__Stated problem__.
Print verbatim every line starting at the one that contains "Indicate every instance of the wooden mantel" and ending at the final line of the records; include both endpoints.
.....
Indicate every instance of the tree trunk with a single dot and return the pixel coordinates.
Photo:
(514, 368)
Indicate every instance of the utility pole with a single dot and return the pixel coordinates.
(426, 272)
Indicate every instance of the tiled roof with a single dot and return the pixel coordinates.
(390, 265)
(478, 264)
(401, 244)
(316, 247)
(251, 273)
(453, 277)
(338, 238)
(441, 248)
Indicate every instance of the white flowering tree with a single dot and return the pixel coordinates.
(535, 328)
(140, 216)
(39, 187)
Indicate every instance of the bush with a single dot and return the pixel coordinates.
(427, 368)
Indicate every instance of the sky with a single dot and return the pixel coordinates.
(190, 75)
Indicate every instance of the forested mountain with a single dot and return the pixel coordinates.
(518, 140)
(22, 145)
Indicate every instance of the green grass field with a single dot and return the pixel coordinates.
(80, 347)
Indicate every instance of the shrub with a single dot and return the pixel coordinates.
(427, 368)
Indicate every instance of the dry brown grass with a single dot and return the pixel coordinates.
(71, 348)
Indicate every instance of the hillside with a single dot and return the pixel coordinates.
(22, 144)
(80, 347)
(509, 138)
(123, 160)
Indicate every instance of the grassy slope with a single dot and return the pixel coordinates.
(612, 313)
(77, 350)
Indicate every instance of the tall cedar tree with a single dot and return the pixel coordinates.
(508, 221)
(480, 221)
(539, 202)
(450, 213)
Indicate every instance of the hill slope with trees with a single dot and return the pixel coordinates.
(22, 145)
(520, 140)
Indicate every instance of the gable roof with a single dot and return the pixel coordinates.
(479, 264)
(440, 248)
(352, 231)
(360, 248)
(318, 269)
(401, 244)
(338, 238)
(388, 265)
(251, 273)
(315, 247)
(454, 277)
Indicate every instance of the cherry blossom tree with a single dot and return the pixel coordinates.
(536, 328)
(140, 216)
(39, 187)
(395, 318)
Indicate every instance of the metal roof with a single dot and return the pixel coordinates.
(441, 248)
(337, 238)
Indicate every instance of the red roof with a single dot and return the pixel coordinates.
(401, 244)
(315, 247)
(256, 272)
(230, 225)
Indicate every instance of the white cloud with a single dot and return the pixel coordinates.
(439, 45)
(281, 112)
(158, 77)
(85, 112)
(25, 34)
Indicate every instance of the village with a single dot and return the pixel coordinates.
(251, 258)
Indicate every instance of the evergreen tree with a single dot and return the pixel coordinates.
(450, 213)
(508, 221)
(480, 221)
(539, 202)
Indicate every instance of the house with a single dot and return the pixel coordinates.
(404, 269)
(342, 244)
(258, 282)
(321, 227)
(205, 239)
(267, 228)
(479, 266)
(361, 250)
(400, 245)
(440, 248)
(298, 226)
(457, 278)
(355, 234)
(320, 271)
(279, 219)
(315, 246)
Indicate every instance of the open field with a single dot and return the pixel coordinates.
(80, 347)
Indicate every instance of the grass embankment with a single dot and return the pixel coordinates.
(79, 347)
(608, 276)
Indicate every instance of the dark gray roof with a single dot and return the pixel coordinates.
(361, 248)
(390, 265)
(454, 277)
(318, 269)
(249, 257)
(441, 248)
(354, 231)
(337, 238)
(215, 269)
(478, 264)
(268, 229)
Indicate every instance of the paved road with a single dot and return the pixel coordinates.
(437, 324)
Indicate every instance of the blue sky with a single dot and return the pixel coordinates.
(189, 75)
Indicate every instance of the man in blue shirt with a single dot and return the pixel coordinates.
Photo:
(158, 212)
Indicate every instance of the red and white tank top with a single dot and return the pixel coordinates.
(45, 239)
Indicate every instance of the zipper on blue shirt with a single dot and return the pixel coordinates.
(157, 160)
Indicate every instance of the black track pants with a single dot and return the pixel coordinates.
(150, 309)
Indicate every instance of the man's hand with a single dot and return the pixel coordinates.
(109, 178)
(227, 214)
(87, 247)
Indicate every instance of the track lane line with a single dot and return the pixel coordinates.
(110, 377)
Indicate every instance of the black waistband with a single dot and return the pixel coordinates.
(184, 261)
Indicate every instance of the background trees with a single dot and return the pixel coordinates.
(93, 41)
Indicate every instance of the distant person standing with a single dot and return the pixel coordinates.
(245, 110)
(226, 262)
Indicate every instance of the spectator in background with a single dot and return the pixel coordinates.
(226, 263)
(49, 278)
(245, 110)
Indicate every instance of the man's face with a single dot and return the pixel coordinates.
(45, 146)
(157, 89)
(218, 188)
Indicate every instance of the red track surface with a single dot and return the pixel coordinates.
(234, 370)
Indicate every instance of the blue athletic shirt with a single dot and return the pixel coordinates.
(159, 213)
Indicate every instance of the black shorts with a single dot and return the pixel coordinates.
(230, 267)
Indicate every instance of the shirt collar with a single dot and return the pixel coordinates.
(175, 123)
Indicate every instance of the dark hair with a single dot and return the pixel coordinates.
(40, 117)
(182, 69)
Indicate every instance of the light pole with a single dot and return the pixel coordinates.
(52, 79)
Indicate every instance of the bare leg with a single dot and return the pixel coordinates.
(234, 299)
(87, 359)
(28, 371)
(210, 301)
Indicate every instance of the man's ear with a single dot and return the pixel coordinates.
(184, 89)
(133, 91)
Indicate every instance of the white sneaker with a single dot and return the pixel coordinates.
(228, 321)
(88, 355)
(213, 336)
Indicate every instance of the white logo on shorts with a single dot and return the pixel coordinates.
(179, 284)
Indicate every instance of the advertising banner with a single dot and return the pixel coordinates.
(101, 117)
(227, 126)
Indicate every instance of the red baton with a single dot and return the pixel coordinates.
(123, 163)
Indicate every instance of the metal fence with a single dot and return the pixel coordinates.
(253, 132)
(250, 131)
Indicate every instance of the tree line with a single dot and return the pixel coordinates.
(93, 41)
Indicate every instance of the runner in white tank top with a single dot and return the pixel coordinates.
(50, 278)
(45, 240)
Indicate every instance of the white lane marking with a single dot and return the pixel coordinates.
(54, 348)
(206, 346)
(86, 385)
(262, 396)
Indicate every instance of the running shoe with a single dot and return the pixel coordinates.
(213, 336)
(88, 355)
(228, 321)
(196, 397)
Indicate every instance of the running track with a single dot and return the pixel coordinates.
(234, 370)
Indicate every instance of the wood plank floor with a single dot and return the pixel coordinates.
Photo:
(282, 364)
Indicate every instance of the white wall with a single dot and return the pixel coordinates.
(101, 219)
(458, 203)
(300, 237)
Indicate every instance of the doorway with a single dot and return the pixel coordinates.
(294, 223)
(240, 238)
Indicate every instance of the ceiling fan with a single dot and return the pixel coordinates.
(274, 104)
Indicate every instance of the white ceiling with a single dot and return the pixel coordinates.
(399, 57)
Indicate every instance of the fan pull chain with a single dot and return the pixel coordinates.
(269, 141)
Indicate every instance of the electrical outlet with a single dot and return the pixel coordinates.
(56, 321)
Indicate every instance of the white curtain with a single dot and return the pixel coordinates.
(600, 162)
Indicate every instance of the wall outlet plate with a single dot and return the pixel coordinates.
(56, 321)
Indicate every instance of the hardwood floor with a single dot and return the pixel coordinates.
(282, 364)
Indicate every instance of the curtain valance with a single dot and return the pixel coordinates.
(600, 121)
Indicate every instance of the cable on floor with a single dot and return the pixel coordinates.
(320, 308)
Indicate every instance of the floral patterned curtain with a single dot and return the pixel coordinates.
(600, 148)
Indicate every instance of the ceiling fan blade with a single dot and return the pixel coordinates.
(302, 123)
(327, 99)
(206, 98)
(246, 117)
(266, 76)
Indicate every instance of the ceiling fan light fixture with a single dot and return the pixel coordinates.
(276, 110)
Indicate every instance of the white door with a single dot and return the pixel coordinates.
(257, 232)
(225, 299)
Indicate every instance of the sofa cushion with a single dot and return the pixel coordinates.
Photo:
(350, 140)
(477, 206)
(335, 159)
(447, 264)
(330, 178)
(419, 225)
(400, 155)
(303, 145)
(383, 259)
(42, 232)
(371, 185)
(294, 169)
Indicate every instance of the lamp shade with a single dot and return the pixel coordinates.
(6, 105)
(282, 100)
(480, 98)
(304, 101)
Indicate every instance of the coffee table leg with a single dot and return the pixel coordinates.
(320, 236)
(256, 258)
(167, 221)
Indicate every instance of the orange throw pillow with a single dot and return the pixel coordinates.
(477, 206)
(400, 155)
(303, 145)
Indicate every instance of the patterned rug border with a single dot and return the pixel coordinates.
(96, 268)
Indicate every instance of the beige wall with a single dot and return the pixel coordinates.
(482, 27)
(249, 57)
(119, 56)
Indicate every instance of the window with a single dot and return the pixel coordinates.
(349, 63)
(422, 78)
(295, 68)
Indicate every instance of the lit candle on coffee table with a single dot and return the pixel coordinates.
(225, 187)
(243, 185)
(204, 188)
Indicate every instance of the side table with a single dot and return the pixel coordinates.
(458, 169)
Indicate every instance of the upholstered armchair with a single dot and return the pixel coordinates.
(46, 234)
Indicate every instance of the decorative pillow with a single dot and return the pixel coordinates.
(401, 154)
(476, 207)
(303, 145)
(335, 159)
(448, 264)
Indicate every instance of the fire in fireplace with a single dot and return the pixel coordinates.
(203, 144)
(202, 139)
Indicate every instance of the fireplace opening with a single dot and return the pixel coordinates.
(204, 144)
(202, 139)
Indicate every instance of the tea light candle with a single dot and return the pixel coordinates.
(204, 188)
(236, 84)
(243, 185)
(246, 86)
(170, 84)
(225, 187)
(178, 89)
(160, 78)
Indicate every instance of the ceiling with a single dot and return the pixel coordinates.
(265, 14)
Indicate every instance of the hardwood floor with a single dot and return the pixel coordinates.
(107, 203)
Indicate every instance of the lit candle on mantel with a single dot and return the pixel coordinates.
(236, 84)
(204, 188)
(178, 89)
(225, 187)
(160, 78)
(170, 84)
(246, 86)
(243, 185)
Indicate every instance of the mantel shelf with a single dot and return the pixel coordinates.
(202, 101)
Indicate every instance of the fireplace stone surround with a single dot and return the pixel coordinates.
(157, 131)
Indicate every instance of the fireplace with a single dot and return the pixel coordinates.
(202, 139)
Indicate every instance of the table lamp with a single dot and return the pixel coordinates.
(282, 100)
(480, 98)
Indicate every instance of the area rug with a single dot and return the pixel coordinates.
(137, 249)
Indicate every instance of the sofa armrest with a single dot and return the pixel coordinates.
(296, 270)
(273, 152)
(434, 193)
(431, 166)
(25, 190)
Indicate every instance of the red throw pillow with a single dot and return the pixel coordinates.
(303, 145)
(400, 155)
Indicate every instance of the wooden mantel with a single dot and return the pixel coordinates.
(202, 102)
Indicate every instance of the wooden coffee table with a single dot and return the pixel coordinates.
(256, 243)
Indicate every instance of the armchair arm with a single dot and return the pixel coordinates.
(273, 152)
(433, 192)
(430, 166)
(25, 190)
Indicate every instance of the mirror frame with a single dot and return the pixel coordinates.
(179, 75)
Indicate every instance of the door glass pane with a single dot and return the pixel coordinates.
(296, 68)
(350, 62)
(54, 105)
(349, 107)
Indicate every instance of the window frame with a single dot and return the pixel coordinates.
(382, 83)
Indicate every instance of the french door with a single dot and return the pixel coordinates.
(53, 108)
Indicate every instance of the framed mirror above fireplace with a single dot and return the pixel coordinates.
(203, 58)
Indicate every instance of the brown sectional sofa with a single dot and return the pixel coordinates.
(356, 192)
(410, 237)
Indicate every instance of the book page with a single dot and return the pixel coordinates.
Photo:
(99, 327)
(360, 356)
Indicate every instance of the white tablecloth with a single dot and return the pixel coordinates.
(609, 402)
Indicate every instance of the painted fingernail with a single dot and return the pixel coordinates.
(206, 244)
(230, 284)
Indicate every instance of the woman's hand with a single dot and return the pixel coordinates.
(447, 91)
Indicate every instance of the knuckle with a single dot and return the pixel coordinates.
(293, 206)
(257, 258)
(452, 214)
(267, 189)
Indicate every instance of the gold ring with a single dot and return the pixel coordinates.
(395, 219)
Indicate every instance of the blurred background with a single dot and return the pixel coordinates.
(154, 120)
.....
__The result__.
Indicate every instance of the wooden mantel with a single dot and return the pixel coordinates.
(202, 102)
Indicate every instance of the wooden coffee table with a single dot and return the pixel coordinates.
(256, 243)
Indicate every instance of the armchair arm with a single dot and return the pixel coordinates.
(273, 152)
(433, 192)
(430, 166)
(25, 190)
Indicate every instance of the mirror frame with a single dot and return the pixel coordinates.
(179, 75)
Indicate every instance of the door glass pane with a single dot and return the pixel coordinates.
(296, 68)
(350, 62)
(54, 105)
(349, 107)
Indicate every instance of the window frame with a single dot and return the pixel coordinates.
(382, 83)
Indicate every instance of the french door with a single dot and return the pixel coordinates.
(53, 108)
Indicate every instance of the framed mirror above fireplace with a single dot and return the pixel coordinates.
(203, 58)
Indicate every instance of the brown sectional sofa with a single dot and return the pixel coordinates.
(356, 192)
(410, 237)
Indicate every instance of the book page with a single dot and return the pixel coordinates.
Photo:
(99, 327)
(360, 356)
Indicate every instance of the white tablecloth with a single dot and return the pixel coordinates.
(609, 402)
Indicate every instance of the painted fingernail with a single dot and return the pixel coordinates.
(206, 244)
(230, 284)
Indicate every instance of the woman's hand with a single dot and return the pixel coordinates.
(447, 91)
Indicate every instance of the knuckle with a single dot and return the pixel coordinates.
(293, 206)
(257, 258)
(452, 214)
(267, 189)
Indicate every instance of the gold ring with a single dot and return the pixel coordinates.
(395, 219)
Indicate every instance of the blurred background with a single dot and return the pixel coordinates.
(154, 120)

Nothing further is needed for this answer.